● EXERCISE PROMPT:
Can you render the material below as a numbered list, with blank lines omitted and the pictures left out?

:: ENTRIES ::

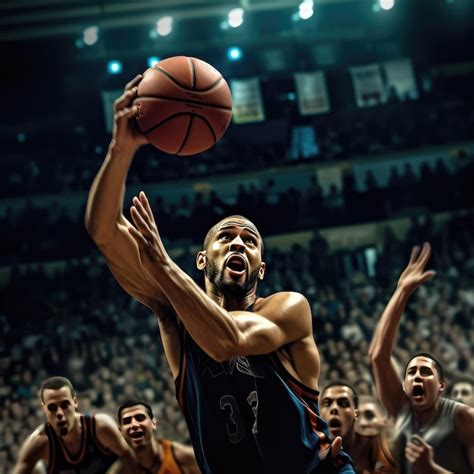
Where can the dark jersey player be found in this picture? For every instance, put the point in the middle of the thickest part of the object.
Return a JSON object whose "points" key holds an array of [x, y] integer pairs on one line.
{"points": [[246, 368], [71, 442]]}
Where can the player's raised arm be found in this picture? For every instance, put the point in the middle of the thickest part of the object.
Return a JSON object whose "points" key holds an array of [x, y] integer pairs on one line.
{"points": [[108, 227], [387, 381]]}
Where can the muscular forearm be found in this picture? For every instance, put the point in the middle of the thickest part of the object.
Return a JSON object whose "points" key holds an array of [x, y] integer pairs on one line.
{"points": [[383, 340], [105, 202], [212, 327]]}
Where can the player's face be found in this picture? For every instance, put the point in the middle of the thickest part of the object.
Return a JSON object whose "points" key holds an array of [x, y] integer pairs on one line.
{"points": [[59, 407], [371, 420], [463, 392], [233, 257], [136, 426], [337, 408], [422, 384]]}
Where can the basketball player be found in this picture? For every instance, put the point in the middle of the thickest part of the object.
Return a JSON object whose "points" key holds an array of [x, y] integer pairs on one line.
{"points": [[71, 442], [246, 368], [433, 434], [155, 456], [369, 453]]}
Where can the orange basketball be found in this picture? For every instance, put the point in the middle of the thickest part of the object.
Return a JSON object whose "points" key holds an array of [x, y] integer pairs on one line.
{"points": [[184, 105]]}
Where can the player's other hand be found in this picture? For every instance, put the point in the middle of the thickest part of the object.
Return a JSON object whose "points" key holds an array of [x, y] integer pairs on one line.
{"points": [[125, 134], [414, 274]]}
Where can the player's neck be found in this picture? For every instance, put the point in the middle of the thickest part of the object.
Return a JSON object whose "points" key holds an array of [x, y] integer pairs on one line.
{"points": [[231, 301], [422, 418]]}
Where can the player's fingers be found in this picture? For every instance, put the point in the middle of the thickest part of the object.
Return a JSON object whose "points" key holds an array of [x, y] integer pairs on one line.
{"points": [[336, 446], [414, 254], [425, 254], [134, 82], [126, 99], [146, 205], [140, 223]]}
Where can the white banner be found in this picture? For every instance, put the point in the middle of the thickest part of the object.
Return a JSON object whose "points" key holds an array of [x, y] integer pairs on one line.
{"points": [[312, 93], [108, 99], [368, 85], [401, 83], [247, 103]]}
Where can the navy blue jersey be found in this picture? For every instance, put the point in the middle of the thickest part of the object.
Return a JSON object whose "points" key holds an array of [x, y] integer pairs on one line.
{"points": [[249, 415], [92, 458]]}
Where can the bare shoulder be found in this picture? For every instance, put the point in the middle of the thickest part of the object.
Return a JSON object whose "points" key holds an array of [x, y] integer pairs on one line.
{"points": [[284, 304], [185, 457], [35, 447], [465, 424], [104, 423]]}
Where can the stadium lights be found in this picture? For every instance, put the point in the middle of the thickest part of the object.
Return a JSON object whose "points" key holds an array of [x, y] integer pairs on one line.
{"points": [[235, 17], [164, 26], [386, 4], [234, 53], [306, 9], [90, 35], [153, 61], [114, 67]]}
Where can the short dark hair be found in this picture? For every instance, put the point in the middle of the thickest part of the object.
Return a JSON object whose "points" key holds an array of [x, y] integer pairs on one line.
{"points": [[131, 402], [462, 379], [213, 229], [55, 383], [438, 365], [355, 397]]}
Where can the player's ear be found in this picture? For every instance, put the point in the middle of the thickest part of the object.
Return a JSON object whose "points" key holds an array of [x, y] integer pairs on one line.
{"points": [[201, 260]]}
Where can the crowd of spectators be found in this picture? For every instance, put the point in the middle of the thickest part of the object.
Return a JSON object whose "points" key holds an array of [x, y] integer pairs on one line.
{"points": [[39, 232], [75, 321], [32, 168]]}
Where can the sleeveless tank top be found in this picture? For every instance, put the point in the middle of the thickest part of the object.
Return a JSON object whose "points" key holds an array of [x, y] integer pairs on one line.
{"points": [[249, 415], [439, 433], [169, 465], [92, 458]]}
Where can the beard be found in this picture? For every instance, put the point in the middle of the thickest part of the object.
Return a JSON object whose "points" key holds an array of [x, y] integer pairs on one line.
{"points": [[216, 277]]}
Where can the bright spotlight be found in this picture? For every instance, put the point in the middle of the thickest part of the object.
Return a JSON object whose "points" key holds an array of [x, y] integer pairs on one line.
{"points": [[114, 67], [90, 35], [153, 61], [306, 9], [235, 17], [234, 53], [386, 4], [164, 26]]}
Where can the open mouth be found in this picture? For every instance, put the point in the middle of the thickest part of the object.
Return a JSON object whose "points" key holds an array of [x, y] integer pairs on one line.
{"points": [[236, 264], [136, 435], [335, 423], [418, 391]]}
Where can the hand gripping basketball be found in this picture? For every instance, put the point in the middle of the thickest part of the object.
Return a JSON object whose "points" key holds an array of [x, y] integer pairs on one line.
{"points": [[184, 105]]}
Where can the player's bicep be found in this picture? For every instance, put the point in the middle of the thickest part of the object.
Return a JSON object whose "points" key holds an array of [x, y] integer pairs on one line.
{"points": [[388, 386], [284, 319]]}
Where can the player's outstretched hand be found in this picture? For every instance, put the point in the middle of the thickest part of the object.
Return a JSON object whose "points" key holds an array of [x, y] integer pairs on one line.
{"points": [[414, 274], [125, 133], [152, 251]]}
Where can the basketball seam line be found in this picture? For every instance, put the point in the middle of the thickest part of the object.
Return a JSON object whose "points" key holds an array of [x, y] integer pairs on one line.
{"points": [[193, 72], [183, 86], [178, 99], [188, 131], [178, 115]]}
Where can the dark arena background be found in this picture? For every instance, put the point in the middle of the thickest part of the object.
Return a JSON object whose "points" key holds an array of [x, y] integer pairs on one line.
{"points": [[352, 140]]}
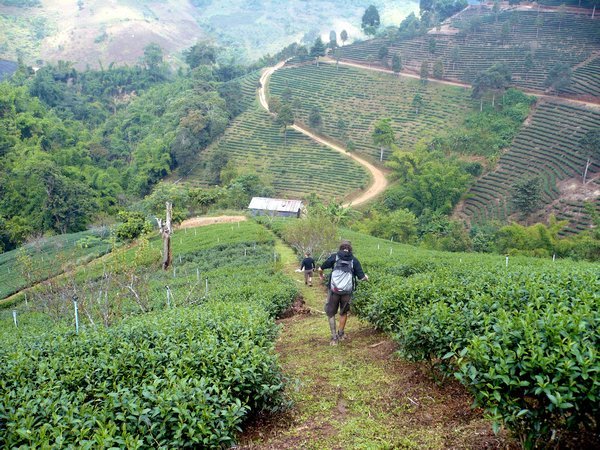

:::

● ANSWER IN FULL:
1. Where can the dark jersey player be found in this picture? For every instance, put the point in the middle of the thickest part of the object.
2. Return a JSON object whose "points" key holds an array of [x, y] integer pairs on one line.
3. {"points": [[246, 368], [71, 442]]}
4. Where can the player's raised arm be found in this picture? For every instance, put the point in the middle of the thickest part of the object.
5. Return a JSON object whose "points" key holds an array of [x, y] integer pairs on one line.
6. {"points": [[108, 227], [387, 381]]}
7. Where can the muscular forearm be found in this picture? For every instance, put the point in the middle of the thickest part of the object.
8. Return a JSON object whose "points" key holds an array of [x, y] integer pairs on one line.
9. {"points": [[383, 340], [105, 202], [212, 327]]}
10. Where can the player's face be found in this picture? For every instance, put the point in the middle of the thickest part of the object.
11. Return a JSON object whose "points" key holds an array of [x, y] integer pairs on one line.
12. {"points": [[59, 407], [371, 420], [463, 392], [233, 257], [136, 426], [337, 408], [422, 384]]}
13. Where can the basketball player be found in this picture? For every instance, put the point in the middle of the thickest part of the object.
14. Return a JSON object whose "points" key holds an array of [x, y] integer pairs on one line.
15. {"points": [[71, 442], [246, 368], [433, 434], [155, 456], [369, 453]]}
16. Where can the orange basketball be found in this picture? For every instance, put the point in the middle of the thickest part of the object.
17. Return a JSON object whose "points" key holds an array of [x, y] integer pairs on one line.
18. {"points": [[184, 105]]}
19. Where can the player's other hand be found in this picture? For every instance, put the point in the middle of the thickest part of the object.
20. Return a JSON object whose "points" key holds an array of [x, y] integer pairs on one line.
21. {"points": [[125, 134], [414, 274]]}
22. Where can the player's neck be found in this picture? For every instance, put the point in the middle of the thickest part of the object.
23. Return a JSON object whose "points" key holds an array of [x, y] integer pairs on one line.
24. {"points": [[231, 301], [422, 418]]}
25. Where can the player's fingers be found in this picture? For every instance, put the point in the middle of the thickest part of the object.
26. Return a JSON object whose "points" key holds an array of [x, y] integer pairs on one line.
27. {"points": [[336, 446], [414, 254], [425, 254], [134, 82], [126, 99], [146, 205], [140, 223]]}
28. Where can the white banner be found in this picture? For every instance, put the point in the middle of the thickest part of the object.
29. Return a JSON object whose "points" key holds an array of [x, y] integer pairs on one line.
30. {"points": [[312, 93], [108, 99], [368, 85], [401, 83], [247, 103]]}
31. Where can the navy blue jersey be found in this picture? For every instance, put the point in the middle of the thickest part of the object.
32. Return a JSON object whose "points" key holds an array of [x, y] integer pairs on one line.
33. {"points": [[249, 415], [92, 458]]}
34. Where can the bare shoulder be found in this picture? For every instance, put the point in the middle of the thickest part of the object.
35. Return a JSON object whose "points" key holds an array of [x, y] integer pairs on one line.
36. {"points": [[284, 304], [185, 457], [35, 447], [465, 424], [104, 423]]}
37. Where can the stadium lights be found in this picture? For every instance, put the point in the middle of the thickest part of the object.
38. Return a JSON object whose "points" key holds an array of [x, y] integer pairs on one line.
39. {"points": [[235, 17], [164, 26], [386, 4], [234, 53], [306, 9], [90, 35], [153, 61], [114, 67]]}
40. Where can the short dark hair be found in this picture? For every instance, put the point in the middle of the thickest part of the object.
41. Return a JSON object whose "points" key holds an array of [x, y] integer pairs on one line.
42. {"points": [[131, 402], [462, 379], [213, 229], [55, 383], [438, 365], [355, 397]]}
43. Where can the player's ear be found in this picture? For every instance, put the point in the middle of the thickest part of the object.
44. Return a JSON object whose "points" key holds an array of [x, y] integer pairs on one line.
45. {"points": [[201, 260]]}
46. Where can the crowd of spectators be found in this picture? For every instance, put the point in the middle of the thickest part of the object.
47. Return a JSON object whose "points" key holds an array of [x, y] integer pairs on one line.
48. {"points": [[39, 232], [75, 321], [32, 168]]}
49. Where can the sleeveless tank top be found in this picture? For every instance, put the point in the middle of the thickest part of the object.
50. Return a JSON object whose "points" key holds an array of [x, y] integer pairs on one line.
51. {"points": [[249, 415], [439, 433], [169, 465], [92, 458]]}
52. Where can the beard be found in this picture? For every instance, put the point in the middle of the thickest part of the object.
53. Return a JSON object whose "points" key holds an array of [x, y] integer pairs on one line.
54. {"points": [[216, 277]]}
55. Where can the bright spotlight be found in this picture? For every instance, put the point in the middle of the thickest part of the object.
56. Return a JSON object whose "points" key holds an array of [x, y] integer pairs on one line.
57. {"points": [[114, 67], [90, 35], [153, 61], [306, 9], [235, 17], [234, 53], [386, 4], [164, 26]]}
58. Where can the open mouth be found in this picture? For every instance, put the point in the middle of the thickest part of the object.
59. Return a JSON object whose "points" key holds an array of [x, y] integer pairs on one line.
60. {"points": [[236, 264], [136, 435], [335, 423], [418, 391]]}
61. Where can the hand gripping basketball be found in this picture? For every instance, put the point in the middle of the thickest part of the object.
62. Return a JSON object whose "points" key holds an array of [x, y] integer pairs on one line.
63. {"points": [[184, 105]]}
64. Where can the player's bicep be found in this picture? For every instance, put the point in the middle of the thickest part of the object.
65. Return a JSON object whose "points" key holds an array of [x, y] integer pairs on one line.
66. {"points": [[388, 386], [284, 319]]}
67. Where can the player's outstretched hand be found in this picture? For every instance, put the point in the middle of the thickest part of the object.
68. Return a JSON object whose "points" key holds an array of [x, y] integer pairs on one line.
69. {"points": [[414, 274], [125, 133], [152, 251]]}
70. Where can the basketball seam line be found in this picture? For every instance, put the point in the middle of the thickest part of the object.
71. Return a JSON object whose "points" key holds an array of [x, y] integer pairs on one line.
72. {"points": [[193, 72], [183, 86], [178, 99], [188, 131], [178, 115]]}
73. Where can the dark arena background be found in this picture? For every instance, put the point in the middle of the thickest part of the object.
74. Return a JSON object whose "points" key holds an array of [x, y] integer pairs on one line.
75. {"points": [[352, 140]]}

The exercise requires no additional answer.